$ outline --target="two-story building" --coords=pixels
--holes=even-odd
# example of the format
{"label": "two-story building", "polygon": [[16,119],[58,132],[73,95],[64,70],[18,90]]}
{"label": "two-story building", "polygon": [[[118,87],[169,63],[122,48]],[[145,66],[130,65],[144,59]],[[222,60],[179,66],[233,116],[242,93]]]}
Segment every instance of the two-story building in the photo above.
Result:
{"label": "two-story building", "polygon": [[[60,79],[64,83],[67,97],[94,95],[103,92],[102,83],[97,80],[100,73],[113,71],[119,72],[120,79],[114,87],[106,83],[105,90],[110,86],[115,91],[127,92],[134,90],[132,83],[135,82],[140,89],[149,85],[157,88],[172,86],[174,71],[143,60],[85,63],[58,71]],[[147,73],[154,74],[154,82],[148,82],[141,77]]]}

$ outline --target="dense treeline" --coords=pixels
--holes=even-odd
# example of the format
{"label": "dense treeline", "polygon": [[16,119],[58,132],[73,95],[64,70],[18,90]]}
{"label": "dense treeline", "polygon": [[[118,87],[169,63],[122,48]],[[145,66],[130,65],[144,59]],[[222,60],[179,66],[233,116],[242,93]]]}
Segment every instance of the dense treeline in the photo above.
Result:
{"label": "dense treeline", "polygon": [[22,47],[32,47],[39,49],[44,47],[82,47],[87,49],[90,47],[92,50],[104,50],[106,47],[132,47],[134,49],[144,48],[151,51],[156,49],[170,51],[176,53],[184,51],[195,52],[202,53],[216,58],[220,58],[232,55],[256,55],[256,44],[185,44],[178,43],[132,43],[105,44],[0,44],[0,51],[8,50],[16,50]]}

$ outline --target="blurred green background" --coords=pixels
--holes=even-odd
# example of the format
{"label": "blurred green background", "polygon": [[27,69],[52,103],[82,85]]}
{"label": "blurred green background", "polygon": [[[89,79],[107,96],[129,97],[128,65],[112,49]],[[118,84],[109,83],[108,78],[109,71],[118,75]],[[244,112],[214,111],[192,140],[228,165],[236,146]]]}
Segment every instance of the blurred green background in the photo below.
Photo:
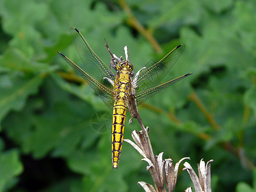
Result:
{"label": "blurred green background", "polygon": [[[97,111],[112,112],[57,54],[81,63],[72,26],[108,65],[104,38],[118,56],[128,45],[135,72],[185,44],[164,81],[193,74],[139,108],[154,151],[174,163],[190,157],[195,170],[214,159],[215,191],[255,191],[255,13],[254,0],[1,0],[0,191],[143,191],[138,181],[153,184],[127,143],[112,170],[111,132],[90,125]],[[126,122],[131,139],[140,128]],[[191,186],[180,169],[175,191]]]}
++++++
§ WHAT IS EXPECTED
Copy all of the data above line for line, leaving out the pictures.

§ THE REPLY
$ outline --target="two-story building" --coords=pixels
--holes=even-odd
# example of the format
{"label": "two-story building", "polygon": [[16,119],[58,132],[73,95],[64,70],[18,90]]}
{"label": "two-story building", "polygon": [[[118,87],[169,63],[122,48]],[[145,66],[130,65],[144,59]],[[222,60],[179,66],[233,116],[242,93]]]}
Segment every instance of the two-story building in the photo above.
Result:
{"label": "two-story building", "polygon": [[[60,79],[64,83],[67,97],[94,95],[103,92],[102,83],[97,80],[100,73],[113,71],[119,72],[120,79],[114,87],[106,83],[105,90],[110,86],[115,91],[127,92],[134,90],[132,83],[135,82],[140,89],[149,85],[157,88],[172,86],[174,71],[143,60],[85,63],[58,71]],[[147,73],[154,74],[154,82],[148,82],[141,77]]]}

$ outline --target="dense treeline" --coords=pixels
--holes=even-odd
# example of the format
{"label": "dense treeline", "polygon": [[16,119],[58,132],[73,95],[64,70],[18,90]]}
{"label": "dense treeline", "polygon": [[[118,87],[169,63],[122,48]],[[145,66],[130,65],[144,59]],[[222,60],[179,66],[233,116],[242,93]]]}
Segment every instance of the dense treeline in the photo above.
Result:
{"label": "dense treeline", "polygon": [[22,47],[32,47],[39,49],[44,47],[82,47],[87,49],[90,47],[92,50],[104,50],[106,47],[132,47],[134,49],[144,48],[151,51],[156,49],[170,51],[176,53],[184,51],[195,52],[202,53],[216,58],[220,58],[232,55],[256,55],[256,44],[185,44],[178,43],[132,43],[105,44],[0,44],[0,51],[8,50],[16,50]]}

$ outline --target="blurred green background" --coords=pixels
--holes=even-odd
# example of the format
{"label": "blurred green background", "polygon": [[27,69],[52,103],[82,85]]}
{"label": "blurred green background", "polygon": [[[89,79],[107,96],[129,97],[128,65],[112,49]],[[118,84],[109,83],[108,78],[109,71],[118,75]],[[244,112],[214,111],[192,140],[228,165],[236,146]]]}
Segment every instance of the blurred green background in the photo below.
Photo:
Result:
{"label": "blurred green background", "polygon": [[[97,111],[112,112],[57,54],[81,63],[72,26],[108,65],[104,38],[118,56],[128,45],[135,72],[185,44],[164,81],[193,74],[139,108],[154,151],[174,163],[190,157],[195,170],[214,159],[215,191],[255,191],[255,13],[254,0],[1,0],[0,191],[143,191],[138,181],[153,184],[127,143],[112,170],[111,132],[90,125]],[[126,122],[131,139],[140,128]],[[191,186],[180,169],[175,191]]]}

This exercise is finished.